▶ PROBLEM SET
**1)** In the wine article, what share of the grapes must have been harvested in the year given as a wine's vintage date?
**2)** Write the next part of the article on sounding smart about wine, picking up right after its final line.

▶ SELECTED TEXT
= = = = = = =
Holiday party fodder: Sound intelligent about wine in two minutes

Holiday parties present a plethora of “impress people” possibilities. Wine knowledge delivered with confidence can bring out your “inner coolness” as well as shut down that verbose braggadocio trying to appropriate your date. Armed with a wine label, you can take over the scene with these urbane tidbits, both useful and trivial.

Most wines carry a vintage date, meaning at least 95 percent of the grapes used were harvested in that year. Varying weather has a huge impact on a wine’s quality and complexity, especially in areas with often severe conditions and growing restrictions like France. Sunny and warm California and Australia enjoy consistent weather and fewer government hassles about vineyard management so vintage dates don’t matter as much. Cool factoid #1: 2005 was an outstanding vintage across France. Cool factoid #2: Most Champagnes and sparkling wines are non-vintage, indicating a blend of wines from several years. (Read more about vintages)

Appellation/American Viticultural Area (AVA)
= = = = = = =
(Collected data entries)
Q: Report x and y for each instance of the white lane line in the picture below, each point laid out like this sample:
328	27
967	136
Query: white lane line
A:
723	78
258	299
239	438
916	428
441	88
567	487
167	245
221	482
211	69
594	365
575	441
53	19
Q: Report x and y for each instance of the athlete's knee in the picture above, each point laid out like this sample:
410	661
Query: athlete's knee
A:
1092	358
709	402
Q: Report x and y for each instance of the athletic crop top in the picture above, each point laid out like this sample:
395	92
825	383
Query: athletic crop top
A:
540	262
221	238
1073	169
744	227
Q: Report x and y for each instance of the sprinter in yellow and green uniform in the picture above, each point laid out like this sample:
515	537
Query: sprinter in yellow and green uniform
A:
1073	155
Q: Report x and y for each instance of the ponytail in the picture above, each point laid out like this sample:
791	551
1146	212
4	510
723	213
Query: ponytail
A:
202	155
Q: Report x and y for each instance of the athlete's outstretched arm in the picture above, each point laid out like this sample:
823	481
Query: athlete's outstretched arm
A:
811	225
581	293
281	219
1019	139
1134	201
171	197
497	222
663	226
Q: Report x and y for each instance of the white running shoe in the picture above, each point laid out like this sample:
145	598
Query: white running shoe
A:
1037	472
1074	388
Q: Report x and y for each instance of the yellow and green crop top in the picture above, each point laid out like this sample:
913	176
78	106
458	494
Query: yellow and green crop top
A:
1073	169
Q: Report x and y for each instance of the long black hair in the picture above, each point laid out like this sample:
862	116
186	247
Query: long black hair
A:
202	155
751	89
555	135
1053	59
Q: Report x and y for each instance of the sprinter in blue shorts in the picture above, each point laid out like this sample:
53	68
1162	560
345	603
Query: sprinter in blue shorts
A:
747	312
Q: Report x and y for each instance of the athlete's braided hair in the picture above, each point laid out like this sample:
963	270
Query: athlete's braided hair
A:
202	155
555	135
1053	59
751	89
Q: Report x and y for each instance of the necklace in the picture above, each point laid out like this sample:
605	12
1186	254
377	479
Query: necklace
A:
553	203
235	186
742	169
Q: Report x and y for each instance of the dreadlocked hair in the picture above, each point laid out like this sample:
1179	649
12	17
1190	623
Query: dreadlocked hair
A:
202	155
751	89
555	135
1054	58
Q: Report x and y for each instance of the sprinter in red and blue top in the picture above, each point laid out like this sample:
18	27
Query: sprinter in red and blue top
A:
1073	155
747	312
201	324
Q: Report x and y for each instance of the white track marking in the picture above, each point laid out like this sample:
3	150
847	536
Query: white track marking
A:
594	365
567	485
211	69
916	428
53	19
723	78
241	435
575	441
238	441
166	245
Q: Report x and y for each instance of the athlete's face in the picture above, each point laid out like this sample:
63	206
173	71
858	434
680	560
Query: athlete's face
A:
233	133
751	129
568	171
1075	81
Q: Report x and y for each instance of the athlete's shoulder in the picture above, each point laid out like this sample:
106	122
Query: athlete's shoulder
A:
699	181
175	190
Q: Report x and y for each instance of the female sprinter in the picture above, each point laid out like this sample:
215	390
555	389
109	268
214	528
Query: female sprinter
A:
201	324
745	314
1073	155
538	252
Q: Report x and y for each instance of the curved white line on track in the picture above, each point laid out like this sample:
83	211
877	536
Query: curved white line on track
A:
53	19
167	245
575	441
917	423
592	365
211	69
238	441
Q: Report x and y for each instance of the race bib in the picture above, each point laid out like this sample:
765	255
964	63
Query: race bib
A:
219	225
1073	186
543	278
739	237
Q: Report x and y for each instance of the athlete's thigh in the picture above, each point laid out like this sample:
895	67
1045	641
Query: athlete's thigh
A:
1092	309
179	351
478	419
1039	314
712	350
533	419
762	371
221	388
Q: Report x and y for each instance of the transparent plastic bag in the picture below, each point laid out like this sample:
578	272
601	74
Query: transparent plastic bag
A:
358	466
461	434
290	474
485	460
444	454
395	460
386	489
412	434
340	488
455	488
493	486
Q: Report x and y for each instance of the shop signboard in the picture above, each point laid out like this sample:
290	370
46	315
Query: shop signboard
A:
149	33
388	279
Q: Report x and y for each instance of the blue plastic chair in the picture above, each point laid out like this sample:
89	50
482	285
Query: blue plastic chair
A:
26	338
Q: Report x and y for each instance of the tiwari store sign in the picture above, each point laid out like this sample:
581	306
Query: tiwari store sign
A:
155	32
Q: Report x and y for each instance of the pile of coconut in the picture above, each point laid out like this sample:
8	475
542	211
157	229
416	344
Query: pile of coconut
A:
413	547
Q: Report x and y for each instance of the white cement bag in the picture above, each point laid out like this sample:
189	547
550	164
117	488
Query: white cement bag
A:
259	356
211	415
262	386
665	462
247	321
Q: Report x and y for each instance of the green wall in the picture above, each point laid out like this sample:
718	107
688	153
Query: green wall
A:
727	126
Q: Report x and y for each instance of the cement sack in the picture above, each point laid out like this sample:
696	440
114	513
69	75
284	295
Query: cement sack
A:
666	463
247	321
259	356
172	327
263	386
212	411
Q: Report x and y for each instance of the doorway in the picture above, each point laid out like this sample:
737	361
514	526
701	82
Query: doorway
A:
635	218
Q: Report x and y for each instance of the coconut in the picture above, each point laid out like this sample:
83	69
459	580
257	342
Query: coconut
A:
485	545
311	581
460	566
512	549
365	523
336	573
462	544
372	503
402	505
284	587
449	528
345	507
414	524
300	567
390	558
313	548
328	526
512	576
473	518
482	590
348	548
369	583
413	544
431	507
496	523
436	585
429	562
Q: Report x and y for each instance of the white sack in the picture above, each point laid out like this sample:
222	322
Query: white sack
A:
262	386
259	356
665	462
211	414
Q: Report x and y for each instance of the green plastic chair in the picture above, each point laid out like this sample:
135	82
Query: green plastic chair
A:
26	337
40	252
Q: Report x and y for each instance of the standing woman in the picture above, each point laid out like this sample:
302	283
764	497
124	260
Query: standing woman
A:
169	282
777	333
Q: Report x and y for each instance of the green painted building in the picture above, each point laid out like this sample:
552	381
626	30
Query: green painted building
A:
= = = = = = =
▶ ANSWERS BY ITEM NUMBER
**1)** At least 95 percent.

**2)**
The appellation (or AVA in the U.S.) tells you where the grapes were grown, pointing out the distinctive qualities of the soil and climate in that particular region. Those in the know call this concept “terroir” (pronounced “tare WAHR”). Practice this French word – it packs loads of coolness. European countries like France and Italy (aka “Old World”) label wines based on region rather than grape variety, realizing one vineyard can exhibit a drastically different personality from another 50 yards (or 47 meters) away. Thus a Burgundy, despite its reddish reputation, can be a pinot noir or chardonnay and a bottle called Corton can be either as well. But New World wines, in classic rebel style, operate differently, indicating both the grape and the region on the label, like Dry Creek Valley Cabernet. Cool factoid #1: South Eastern Australia is their largest appellation, growing practically every grape imaginable and many you can’t pronounce. Cool factoid #2: Napa Valley became the first AVA established in California, in 1981. (read “The ABC’s of AOC, AVA and Appellations“)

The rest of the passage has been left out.